### WHAT TO DO
Retype the whole listing that follows, with nothing added or left out.

### SUPPLIED RECORDS
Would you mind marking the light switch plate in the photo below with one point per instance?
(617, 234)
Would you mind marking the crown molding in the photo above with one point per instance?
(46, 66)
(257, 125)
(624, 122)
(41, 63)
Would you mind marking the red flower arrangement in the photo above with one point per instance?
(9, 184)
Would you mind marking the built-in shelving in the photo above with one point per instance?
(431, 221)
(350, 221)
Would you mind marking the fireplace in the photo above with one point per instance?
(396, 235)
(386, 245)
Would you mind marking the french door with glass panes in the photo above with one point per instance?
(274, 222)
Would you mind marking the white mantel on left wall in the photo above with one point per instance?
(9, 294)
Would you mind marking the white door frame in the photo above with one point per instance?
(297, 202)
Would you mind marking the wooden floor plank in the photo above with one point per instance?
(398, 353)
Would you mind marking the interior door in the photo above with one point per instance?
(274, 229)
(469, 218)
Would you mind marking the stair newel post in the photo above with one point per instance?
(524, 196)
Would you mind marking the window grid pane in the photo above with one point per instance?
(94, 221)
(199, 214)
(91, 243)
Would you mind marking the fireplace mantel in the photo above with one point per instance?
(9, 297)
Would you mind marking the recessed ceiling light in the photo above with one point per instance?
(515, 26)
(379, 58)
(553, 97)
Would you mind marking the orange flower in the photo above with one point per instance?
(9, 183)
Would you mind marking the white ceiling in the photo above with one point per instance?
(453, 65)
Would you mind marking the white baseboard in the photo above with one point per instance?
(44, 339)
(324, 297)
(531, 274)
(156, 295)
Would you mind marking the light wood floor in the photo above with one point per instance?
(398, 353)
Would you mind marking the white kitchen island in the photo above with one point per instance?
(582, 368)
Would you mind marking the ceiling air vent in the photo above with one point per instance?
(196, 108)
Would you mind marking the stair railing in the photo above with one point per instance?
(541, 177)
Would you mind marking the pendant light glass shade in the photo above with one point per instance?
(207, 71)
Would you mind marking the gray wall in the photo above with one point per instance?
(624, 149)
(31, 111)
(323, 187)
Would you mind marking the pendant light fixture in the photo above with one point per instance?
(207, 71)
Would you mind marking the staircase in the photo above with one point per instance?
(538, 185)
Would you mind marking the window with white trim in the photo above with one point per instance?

### RESPONSE BELOW
Would you mind marking the light switch plate in the photo below with one point per instance?
(617, 234)
Would you mind marking the crown molding in the photo above with one point per instance?
(46, 66)
(257, 125)
(624, 122)
(41, 63)
Would you mind marking the red flower arrangement in the photo above with one point per instance?
(9, 184)
Would you mind marking the built-in shelving in the photo above with one point per instance?
(431, 221)
(350, 221)
Would you mind marking the fireplace in the photo above with one point per instance?
(396, 235)
(386, 245)
Would you mind marking the french door with glass panes in the photo above with one point per instance?
(274, 222)
Would you mind marking the white mantel on left wall in the photo above with one point per instance?
(9, 294)
Would you mind marking the white door frame in the photo above with one point per instance?
(297, 202)
Would you mind marking the wooden floor plank in the photo above with one point per instance?
(398, 353)
Would you mind marking the interior door in the photo above with one point per instance?
(274, 229)
(469, 218)
Would you mind marking the stair newel post in the photo above with one point per instance?
(524, 196)
Would you mind marking the window grid pane in the photo above with one point per instance?
(94, 221)
(199, 214)
(91, 243)
Would you mind marking the fireplace mantel in the photo above with one point per instance?
(9, 297)
Would you mind marking the recessed ceiling light in the photo above with one point per instance?
(515, 26)
(379, 58)
(553, 97)
Would you mind marking the orange flower in the photo above with one point per instance?
(9, 183)
Would you mind marking the white ceiling in the photo above with one point per instance?
(453, 65)
Would you mind marking the white baseboard in the photo above with one point per instance?
(44, 339)
(324, 297)
(531, 274)
(156, 295)
Would you mind marking the light wood floor in the photo above with one point per instance?
(398, 353)
Would you mind marking the white kitchen island in the photo above with one point per instance?
(582, 368)
Would you mind marking the ceiling air vent in the photo above with one point per instance?
(196, 108)
Would you mind marking the stair railing in the photo above with one point per instance?
(541, 177)
Would you mind marking the pendant light glass shade in the photo above with one point per instance?
(207, 71)
Would you mind marking the gray wall in the photo above with one point per instance?
(624, 149)
(31, 111)
(323, 187)
Would you mind marking the pendant light fixture in the photo above with one point per instance?
(207, 71)
Would you mind marking the staircase in the photo above with one point per instance?
(538, 185)
Would you mind marking the window with white trim in the photo above with one point per instance?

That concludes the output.